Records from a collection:
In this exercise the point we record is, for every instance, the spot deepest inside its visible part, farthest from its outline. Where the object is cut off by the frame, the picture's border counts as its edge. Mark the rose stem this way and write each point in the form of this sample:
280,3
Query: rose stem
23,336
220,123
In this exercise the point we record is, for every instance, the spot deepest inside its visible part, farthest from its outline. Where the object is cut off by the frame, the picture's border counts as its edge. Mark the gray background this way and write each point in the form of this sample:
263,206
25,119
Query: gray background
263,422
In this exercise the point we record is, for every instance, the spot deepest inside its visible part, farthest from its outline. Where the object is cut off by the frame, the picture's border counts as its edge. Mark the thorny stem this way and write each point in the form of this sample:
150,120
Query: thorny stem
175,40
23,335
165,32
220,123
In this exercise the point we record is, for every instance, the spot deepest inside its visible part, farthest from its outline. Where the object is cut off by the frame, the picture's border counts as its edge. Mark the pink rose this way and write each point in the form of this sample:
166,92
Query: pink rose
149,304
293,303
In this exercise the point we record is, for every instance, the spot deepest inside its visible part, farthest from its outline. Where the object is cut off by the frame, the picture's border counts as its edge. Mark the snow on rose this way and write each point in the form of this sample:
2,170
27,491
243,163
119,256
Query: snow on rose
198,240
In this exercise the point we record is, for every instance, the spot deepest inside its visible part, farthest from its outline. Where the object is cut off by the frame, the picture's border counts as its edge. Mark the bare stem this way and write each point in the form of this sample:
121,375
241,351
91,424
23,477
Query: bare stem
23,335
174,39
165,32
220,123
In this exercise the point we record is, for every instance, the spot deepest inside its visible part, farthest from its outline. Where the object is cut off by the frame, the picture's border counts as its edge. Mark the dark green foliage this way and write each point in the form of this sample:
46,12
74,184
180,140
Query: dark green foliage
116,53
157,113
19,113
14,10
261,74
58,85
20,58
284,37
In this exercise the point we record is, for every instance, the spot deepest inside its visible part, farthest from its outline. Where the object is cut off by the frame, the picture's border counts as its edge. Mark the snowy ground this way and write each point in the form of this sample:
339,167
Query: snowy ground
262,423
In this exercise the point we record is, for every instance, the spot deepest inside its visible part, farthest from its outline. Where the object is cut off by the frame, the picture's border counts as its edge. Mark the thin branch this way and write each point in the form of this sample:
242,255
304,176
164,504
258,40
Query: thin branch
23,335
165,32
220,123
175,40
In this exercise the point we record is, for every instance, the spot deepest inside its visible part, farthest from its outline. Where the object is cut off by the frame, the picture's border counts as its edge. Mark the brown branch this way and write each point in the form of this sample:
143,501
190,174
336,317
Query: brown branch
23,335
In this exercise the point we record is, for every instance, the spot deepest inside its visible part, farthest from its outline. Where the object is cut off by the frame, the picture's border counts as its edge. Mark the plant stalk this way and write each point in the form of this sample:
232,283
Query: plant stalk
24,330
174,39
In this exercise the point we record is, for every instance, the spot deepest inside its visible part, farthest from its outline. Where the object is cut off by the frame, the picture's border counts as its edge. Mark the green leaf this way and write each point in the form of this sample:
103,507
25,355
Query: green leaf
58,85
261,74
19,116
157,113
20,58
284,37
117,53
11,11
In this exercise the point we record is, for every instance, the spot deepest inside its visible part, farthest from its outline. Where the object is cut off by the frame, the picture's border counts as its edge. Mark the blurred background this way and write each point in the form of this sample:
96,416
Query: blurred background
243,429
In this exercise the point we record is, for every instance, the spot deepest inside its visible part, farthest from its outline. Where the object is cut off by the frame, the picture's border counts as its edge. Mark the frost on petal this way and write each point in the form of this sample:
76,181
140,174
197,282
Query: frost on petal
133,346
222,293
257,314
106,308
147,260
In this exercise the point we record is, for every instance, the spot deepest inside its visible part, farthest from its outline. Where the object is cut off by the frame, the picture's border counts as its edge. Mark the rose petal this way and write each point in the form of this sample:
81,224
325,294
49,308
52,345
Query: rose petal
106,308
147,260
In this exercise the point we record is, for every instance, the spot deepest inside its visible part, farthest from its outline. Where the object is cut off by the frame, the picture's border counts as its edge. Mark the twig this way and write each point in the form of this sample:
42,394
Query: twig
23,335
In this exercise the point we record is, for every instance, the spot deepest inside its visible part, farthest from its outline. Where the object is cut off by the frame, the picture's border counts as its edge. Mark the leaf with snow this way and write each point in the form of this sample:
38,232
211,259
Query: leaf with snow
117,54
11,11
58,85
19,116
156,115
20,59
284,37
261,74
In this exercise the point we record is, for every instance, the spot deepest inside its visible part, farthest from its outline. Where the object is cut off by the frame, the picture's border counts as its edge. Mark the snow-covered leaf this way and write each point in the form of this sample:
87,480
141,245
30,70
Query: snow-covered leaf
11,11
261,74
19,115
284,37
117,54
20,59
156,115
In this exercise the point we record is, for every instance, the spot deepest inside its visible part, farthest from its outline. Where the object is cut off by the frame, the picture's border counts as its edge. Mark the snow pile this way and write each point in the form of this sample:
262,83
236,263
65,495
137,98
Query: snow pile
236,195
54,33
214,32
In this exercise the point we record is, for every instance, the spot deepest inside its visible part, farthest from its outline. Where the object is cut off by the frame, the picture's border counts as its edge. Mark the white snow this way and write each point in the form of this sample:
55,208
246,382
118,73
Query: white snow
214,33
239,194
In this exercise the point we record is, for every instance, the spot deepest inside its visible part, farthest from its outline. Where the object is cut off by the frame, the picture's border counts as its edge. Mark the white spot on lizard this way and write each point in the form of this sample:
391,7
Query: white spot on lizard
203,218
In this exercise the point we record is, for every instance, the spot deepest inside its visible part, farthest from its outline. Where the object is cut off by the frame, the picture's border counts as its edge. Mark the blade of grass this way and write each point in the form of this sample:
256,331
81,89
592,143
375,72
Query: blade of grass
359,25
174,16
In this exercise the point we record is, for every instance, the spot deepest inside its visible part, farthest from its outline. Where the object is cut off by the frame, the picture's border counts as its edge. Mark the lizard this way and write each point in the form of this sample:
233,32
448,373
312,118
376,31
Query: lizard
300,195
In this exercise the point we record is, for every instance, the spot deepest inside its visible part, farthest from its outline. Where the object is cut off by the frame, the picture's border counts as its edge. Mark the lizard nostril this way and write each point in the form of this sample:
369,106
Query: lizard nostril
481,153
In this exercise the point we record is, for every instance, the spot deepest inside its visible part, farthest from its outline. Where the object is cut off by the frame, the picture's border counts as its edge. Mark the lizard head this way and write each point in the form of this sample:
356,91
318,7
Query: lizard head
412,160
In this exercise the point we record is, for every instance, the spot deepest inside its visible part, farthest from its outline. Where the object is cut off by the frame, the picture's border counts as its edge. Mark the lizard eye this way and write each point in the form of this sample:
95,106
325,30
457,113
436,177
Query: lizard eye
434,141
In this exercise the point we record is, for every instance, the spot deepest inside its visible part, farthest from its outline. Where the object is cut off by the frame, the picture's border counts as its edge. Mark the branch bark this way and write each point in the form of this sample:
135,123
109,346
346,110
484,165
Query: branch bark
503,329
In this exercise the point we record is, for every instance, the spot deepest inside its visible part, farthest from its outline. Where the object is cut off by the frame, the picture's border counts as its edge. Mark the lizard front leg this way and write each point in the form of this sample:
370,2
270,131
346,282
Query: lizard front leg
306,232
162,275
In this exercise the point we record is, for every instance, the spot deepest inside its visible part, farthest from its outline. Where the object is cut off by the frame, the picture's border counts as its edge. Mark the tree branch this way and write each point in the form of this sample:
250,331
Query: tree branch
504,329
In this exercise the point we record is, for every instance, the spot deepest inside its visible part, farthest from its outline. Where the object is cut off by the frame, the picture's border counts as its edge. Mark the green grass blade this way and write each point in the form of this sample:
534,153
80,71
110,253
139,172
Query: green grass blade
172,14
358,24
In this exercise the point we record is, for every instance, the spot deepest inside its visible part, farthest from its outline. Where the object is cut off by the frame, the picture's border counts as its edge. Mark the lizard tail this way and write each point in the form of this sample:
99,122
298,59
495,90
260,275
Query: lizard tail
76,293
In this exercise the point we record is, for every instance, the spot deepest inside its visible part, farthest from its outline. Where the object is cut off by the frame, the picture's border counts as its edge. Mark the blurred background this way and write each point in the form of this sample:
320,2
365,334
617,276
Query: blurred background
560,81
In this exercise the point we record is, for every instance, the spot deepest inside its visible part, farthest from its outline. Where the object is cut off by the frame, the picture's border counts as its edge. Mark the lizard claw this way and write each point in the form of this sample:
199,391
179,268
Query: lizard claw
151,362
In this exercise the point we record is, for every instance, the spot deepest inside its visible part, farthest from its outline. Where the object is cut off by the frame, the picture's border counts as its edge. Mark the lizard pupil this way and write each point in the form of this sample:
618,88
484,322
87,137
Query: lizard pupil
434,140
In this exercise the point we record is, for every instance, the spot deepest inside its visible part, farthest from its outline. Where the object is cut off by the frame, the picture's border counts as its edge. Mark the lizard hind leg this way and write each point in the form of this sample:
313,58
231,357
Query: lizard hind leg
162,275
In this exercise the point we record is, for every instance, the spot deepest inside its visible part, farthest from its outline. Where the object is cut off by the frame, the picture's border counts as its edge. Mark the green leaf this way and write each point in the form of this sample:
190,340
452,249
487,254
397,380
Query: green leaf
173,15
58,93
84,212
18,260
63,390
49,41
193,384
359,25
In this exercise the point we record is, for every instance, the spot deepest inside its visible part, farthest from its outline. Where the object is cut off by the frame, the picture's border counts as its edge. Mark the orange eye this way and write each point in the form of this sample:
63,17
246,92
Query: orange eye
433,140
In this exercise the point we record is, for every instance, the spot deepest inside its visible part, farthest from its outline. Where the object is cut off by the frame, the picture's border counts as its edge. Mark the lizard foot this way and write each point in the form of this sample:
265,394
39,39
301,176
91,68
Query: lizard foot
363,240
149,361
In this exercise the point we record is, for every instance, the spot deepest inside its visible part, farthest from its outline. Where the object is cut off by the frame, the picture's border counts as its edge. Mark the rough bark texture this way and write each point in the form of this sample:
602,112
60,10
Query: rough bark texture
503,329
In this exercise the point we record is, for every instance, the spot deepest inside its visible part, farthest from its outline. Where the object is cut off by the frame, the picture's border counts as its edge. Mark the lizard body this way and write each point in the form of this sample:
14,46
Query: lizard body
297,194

Work to do
Output only the lines from the one holding "Mark the orange" through the last line above, exactly as they appear.

Output of the task
In this exercise the point we record is, for every instance, the spot deepest inside its visible part, farthest from its outline. Where the object is cut off by the frame, the picture's border counts as its edge. Mark the orange eye this way and write each point in the form of this sample:
63,17
246,92
Query: orange eye
433,140
In this exercise the point we record is, for every instance, the spot deepest inside its visible part, farthest from its outline. Where the object is cut off by the frame, the picture's border counts as its edge. Mark the lizard foot this way and write each point in the form of this sample:
265,394
39,39
301,176
91,68
Query: lizard foot
363,240
149,361
In this exercise the point we record is, for every instance, the spot deepest inside its visible part, farthest from its outline. Where the object is cut off by the frame, the picture's border counts as its edge. Mark the rough bark texture this way and write each point in the form of this sample:
602,112
60,10
Query: rough bark texture
503,329
In this exercise the point we record is, for every instance, the spot deepest inside its visible part, farthest from its outline. Where the object is cut off by the frame, the picture's border counts as its edge. Mark the lizard body this way and write each point in the form of this sample:
14,46
Query: lizard body
297,194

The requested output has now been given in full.